Goal: Quote all of the entries word for word.

• • • • • • •

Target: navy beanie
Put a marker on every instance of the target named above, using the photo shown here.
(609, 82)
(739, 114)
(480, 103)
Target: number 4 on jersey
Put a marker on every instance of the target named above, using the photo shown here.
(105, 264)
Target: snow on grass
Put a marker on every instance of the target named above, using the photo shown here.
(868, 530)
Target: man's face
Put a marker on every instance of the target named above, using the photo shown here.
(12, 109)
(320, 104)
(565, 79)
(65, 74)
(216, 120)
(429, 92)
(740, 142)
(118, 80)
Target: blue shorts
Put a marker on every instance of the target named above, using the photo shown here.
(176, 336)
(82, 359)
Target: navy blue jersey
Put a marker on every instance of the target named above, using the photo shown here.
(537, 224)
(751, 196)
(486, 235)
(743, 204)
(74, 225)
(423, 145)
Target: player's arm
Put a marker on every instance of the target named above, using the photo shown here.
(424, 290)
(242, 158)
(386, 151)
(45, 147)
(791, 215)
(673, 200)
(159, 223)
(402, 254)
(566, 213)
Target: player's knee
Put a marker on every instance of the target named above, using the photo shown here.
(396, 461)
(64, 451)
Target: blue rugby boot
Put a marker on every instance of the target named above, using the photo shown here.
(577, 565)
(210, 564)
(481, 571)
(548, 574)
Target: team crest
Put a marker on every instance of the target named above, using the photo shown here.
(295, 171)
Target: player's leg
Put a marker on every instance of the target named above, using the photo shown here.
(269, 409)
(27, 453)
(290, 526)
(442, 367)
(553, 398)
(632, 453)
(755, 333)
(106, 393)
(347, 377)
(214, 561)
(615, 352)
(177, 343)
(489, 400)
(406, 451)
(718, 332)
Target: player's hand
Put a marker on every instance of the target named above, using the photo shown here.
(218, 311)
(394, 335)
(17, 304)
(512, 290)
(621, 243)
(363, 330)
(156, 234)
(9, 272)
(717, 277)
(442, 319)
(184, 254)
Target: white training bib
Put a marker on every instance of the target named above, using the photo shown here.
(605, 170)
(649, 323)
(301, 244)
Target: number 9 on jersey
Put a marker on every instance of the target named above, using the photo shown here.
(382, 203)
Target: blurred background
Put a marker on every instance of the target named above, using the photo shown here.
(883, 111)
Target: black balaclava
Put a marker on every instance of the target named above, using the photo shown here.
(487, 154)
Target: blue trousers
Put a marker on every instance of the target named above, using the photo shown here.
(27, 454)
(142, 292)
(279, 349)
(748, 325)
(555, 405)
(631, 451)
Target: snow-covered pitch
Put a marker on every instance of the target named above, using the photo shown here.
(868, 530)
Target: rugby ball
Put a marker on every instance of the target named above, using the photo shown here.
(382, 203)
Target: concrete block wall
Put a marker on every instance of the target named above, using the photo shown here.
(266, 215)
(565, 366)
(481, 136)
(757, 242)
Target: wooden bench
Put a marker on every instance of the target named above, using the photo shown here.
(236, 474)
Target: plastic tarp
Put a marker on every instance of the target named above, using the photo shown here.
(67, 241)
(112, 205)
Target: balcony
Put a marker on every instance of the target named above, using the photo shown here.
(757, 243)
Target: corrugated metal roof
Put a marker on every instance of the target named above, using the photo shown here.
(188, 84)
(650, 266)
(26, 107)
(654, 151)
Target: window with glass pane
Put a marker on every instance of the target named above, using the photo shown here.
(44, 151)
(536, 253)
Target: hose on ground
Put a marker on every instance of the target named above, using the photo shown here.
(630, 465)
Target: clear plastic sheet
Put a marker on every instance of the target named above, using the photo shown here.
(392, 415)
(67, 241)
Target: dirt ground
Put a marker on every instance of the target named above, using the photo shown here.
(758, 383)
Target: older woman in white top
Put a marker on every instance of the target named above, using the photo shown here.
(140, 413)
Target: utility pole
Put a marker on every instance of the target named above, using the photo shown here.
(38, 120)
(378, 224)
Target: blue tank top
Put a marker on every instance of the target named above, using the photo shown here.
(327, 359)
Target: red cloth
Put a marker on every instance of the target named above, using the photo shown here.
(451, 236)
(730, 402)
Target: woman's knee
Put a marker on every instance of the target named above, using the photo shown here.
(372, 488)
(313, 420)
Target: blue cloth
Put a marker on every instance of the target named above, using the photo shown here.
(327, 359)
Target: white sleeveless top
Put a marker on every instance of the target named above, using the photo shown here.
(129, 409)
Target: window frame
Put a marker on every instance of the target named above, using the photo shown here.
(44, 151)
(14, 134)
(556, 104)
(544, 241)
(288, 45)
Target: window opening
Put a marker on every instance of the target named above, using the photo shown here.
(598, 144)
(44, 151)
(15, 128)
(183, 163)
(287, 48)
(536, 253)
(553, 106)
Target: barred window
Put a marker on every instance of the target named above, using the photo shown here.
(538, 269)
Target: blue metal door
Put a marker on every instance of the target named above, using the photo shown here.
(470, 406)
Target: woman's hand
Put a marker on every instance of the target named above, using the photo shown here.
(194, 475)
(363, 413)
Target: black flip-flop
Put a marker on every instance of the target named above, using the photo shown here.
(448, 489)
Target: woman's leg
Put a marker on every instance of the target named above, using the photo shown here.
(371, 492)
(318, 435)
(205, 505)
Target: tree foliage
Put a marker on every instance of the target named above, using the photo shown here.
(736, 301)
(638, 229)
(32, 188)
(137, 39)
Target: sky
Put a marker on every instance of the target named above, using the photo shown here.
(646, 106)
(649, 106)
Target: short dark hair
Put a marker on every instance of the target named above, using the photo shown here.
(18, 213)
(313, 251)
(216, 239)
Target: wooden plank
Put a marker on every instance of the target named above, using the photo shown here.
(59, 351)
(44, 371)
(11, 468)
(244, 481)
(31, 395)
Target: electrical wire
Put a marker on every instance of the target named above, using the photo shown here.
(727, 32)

• • • • • • •

Complete output:
Target: navy beanie
Put a marker on every instance of the target named above, using the photo shown here.
(609, 82)
(739, 114)
(480, 103)
Target: number 4 on jersey
Put a marker on every instance of the target named above, using the photo shown here.
(105, 264)
Target: snow on grass
Put a marker on every instance of the target named above, using the photo shown here.
(868, 530)
Target: man's face
Put a marker on every instance of the target named above, using the photo shown here.
(12, 109)
(320, 104)
(565, 79)
(65, 74)
(216, 120)
(429, 92)
(740, 142)
(118, 80)
Target: blue shorts
Put a marker on every instance of the target named above, using the photo shown here.
(176, 336)
(82, 359)
Target: navy blue jersey
Put a marker on every instance of the target named above, using the photo shown here.
(537, 224)
(751, 196)
(486, 235)
(743, 204)
(74, 225)
(423, 145)
Target: player's arm
Put a marker on every instance of the target named above, using the photo shown here.
(424, 290)
(242, 158)
(386, 151)
(45, 147)
(791, 215)
(673, 200)
(159, 223)
(402, 254)
(566, 213)
Target: player's knee
Put a marker on every instance of the target named above, using the photo shown here.
(396, 461)
(64, 451)
Target: blue rugby boot
Put a marker on every instance of the target named above, using the photo shown here.
(577, 565)
(210, 564)
(481, 571)
(548, 574)
Target: team crest
Put a marker on every instance of the target named above, using the photo shown here.
(295, 171)
Target: player's leg
Put a marker on every instance of the target named above, using the photo shown here.
(269, 409)
(27, 453)
(290, 526)
(442, 367)
(553, 398)
(632, 453)
(755, 333)
(106, 393)
(347, 377)
(214, 561)
(615, 352)
(177, 343)
(489, 400)
(406, 451)
(718, 332)
Target: player's hand
Put a marker on every instance of the target named above, using the photo shown here.
(218, 311)
(394, 335)
(17, 304)
(512, 290)
(621, 243)
(363, 330)
(156, 234)
(9, 272)
(717, 277)
(442, 319)
(184, 254)
Target: white training bib
Put a marker on every instance of the target named above, using the photo shown here.
(605, 170)
(649, 323)
(301, 244)
Target: number 9 on jersey
Put a marker on every instance of the target named above, using the photo shown here.
(382, 203)
Target: blurred background
Put a marker on every instance of the target named above, using the photo shown here.
(883, 111)
Target: black balaclava
Put a marker on every instance of the target named above, using the photo shown here.
(487, 154)
Target: blue trousers
Put a marker on every instance of the target named above, using the photo shown here.
(27, 454)
(142, 292)
(279, 349)
(748, 325)
(555, 405)
(631, 451)
Target: snow-covered pitch
Put a marker on every instance of the target named above, using the photo shown here.
(868, 530)
Target: rugby ball
Put a marker on every instance of the target named above, using the photo shown here.
(382, 203)
Target: concrete block wall
Put a marker on every instance of the target named above, using the photo shown here.
(266, 215)
(565, 366)
(481, 136)
(757, 242)
Target: wooden bench
Put a marker on every instance of the target named above, using the photo shown here.
(236, 474)
Target: plastic tarp
Put a marker on every instance of the target named above, using the photo shown here.
(67, 241)
(112, 205)
Target: balcony
Put a marker on every instance of the target named above, using the photo shown here.
(757, 243)
Target: corrugated metal roof
Put a marker on every instance of the target named above, using the photo shown here.
(188, 84)
(650, 266)
(26, 107)
(654, 151)
Target: window with glass pane
Put a marker on every instance of the target named above, using the photo shown here.
(44, 151)
(536, 253)
Target: hose on ground
Put a marker on every instance of the target named above, using the photo shown here.
(630, 465)
Target: clear plastic sheet
Put a marker on every instance of the target named above, using the photo shown here.
(392, 415)
(67, 241)
Target: dirt ground
Put a marker on every instance of the target named above, using the photo shown here.
(758, 383)
Target: older woman in white top
Put a marker on every instance of the target named above, using the photo shown here.
(140, 413)
Target: utility pole
Put a marker on every instance of the target named above, using the photo shown here.
(38, 120)
(378, 224)
Target: blue tank top
Put a marker on every instance of the target named above, using the photo shown here.
(327, 359)
Target: red cloth
Put a marker on every instance of the target named above, using the photo shown here.
(451, 236)
(730, 402)
Target: woman's knee
Put a marker on every instance of the target named above, using the photo shown here.
(372, 488)
(313, 420)
Target: blue cloth
Put a marker on every instance of the target named above, using the photo shown here.
(327, 359)
Target: white sleeveless top
Put a marker on every instance of the target named above, using the photo shown here.
(129, 409)
Target: window frame
Put a marker on every instance of the target named above, using the photo shown here.
(44, 151)
(14, 134)
(556, 104)
(544, 241)
(288, 45)
Target: window opening
Put a marker on every instance of the target named above, using the photo shown here.
(598, 144)
(44, 151)
(15, 128)
(183, 163)
(287, 48)
(536, 253)
(553, 106)
Target: barred window
Put a marker on every instance of the target named above, using the photo shown here.
(538, 269)
Target: blue metal door
Put a marker on every instance of the target named above, using the photo shown here.
(470, 406)
Target: woman's hand
Put a marker on every instance of the target named above, using the photo shown here.
(194, 475)
(363, 413)
Target: black flip-flop
Put a marker on every instance of the target named above, using the photo shown here.
(448, 489)
Target: woman's leg
Put a marker on every instance of the target named above, using the photo shown here.
(371, 492)
(318, 435)
(205, 505)
Target: tree foliage
Put a marker on every instance of the target named above, using the photo shown here.
(736, 301)
(638, 229)
(32, 188)
(137, 39)
Target: sky
Put a marker on every instance of the target named above, using the photo shown here.
(646, 106)
(649, 106)
Target: short dark hair
Put a marker on every instance of the target named above, using the photo shown here.
(18, 213)
(313, 251)
(216, 239)
Target: wooden plank
Put a marker on every instance of the target named above, using the photo shown here.
(59, 351)
(44, 371)
(11, 468)
(244, 481)
(31, 395)
Target: electrical wire
Put a marker on every instance of the target named above, using the photo shown here.
(727, 32)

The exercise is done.